----- Supplied passage
I have a feeling that Neil Gunther is kind of like Einstein: his real gift is his ability to create thought experiments that make the model accessible to mortals. Maybe someday he’ll be a legend you learn about in CS101 classes, or maybe someday he’ll be proven wrong like Newton, who knows. In the meantime, I’m going to keep working on applying it all in the real world, especially to MySQL, and see what comes of it. The fact that I’m still doing that bears out what I said earlier: you aren’t going to just waltz through this book and come away with a clear picture of how to work through a capacity planning method. You’ll have some work to do. If you want an elegant and simple capacity planning method, then you should buy John Allspaw’s The Art Of Capacity Planning instead.
The best overall method of performance optimization is optimization for response time. Users care about response time, not load average or cache hit ratios. The job of a system is to accept some request and do the required work, and deliver a result. The time elapsed between the request and the result is the response time.
Methods of Response Time Optimization
Not all optimization methods are created equal. Here are a few I see commonly.
----------
----- Data shown
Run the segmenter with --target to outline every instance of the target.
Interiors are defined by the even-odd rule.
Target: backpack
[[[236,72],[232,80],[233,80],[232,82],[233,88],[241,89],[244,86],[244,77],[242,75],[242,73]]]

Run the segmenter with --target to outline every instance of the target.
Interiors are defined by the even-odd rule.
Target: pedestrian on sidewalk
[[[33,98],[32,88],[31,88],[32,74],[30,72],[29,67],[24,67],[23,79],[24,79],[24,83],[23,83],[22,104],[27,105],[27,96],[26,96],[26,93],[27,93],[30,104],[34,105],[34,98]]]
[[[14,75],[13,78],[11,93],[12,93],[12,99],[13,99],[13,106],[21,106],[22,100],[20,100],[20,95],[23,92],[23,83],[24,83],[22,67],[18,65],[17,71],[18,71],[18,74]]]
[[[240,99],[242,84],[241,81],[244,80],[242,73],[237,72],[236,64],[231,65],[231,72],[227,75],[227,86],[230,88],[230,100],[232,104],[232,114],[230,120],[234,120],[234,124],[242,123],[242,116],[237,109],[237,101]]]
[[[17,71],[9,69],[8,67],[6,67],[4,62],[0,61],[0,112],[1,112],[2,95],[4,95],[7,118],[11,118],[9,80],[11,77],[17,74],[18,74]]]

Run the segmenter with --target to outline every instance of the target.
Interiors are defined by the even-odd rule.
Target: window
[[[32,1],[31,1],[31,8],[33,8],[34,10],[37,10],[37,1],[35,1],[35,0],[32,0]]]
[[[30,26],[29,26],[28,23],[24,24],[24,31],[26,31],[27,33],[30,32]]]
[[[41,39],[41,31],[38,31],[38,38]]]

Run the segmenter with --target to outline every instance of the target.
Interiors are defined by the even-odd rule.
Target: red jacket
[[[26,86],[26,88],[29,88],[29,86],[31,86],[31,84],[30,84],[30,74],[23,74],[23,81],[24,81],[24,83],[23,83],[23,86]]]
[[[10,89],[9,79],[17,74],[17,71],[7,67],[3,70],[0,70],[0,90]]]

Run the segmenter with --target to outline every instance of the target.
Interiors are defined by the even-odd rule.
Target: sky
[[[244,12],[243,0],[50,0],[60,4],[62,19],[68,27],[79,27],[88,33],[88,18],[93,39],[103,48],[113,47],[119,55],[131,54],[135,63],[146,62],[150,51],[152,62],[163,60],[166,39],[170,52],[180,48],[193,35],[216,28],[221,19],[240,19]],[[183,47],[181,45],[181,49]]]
----------
» **Direction 1**
From the capacity planning passage, return the words from "The best overall" to "I see commonly.".
» **Direction 2**
Please write the next part of the capacity planning passage, picking up after its final sentence.

» **Expected output 1**
The best overall method of performance optimization is optimization for response time. Users care about response time, not load average or cache hit ratios. The job of a system is to accept some request and do the required work, and deliver a result. The time elapsed between the request and the result is the response time.
Methods of Response Time Optimization
Not all optimization methods are created equal. Here are a few I see commonly.

» **Expected output 2**
- No method. Most people simply have no method of performance optimization at all. They just look for things that look “bad” and try to make them look “better.” In the MySQL database world, the classic example is trying to improve a cache hit ratio. This is utter folly, and doesn’t become any less stupid no matter how many times it is taught and repeated.
- Server Load Reduction. One step up from that is to try to understand what work the database is performing and discover what part of that work consumes the most response time, then improve that to lower the load on the database server. This is better, but still not a logical way to optimize response time for the end user. Imagine that you’ve built your scaling strategy around archiving and purging unnecessary data — a very sensible strategy. Most well-designed archiving and purging jobs are terribly inefficient, for a reason: they are designed to consume resources that are not needed by anything else, so they don’t interfere with anything else. Archiving a billion rows from a table is best done in nibbles, not in billion-row chunks. The nibbles are going to be slow. If you measure the entire system and find out where the response time goes, you’re almost guaranteed to find these jobs are a top offender. And yet they don’t matter at all, because they have no impact on the user’s response time. Server load reduction is a shotgun approach that sometimes yields results, because it’s easy to aim a shotgun.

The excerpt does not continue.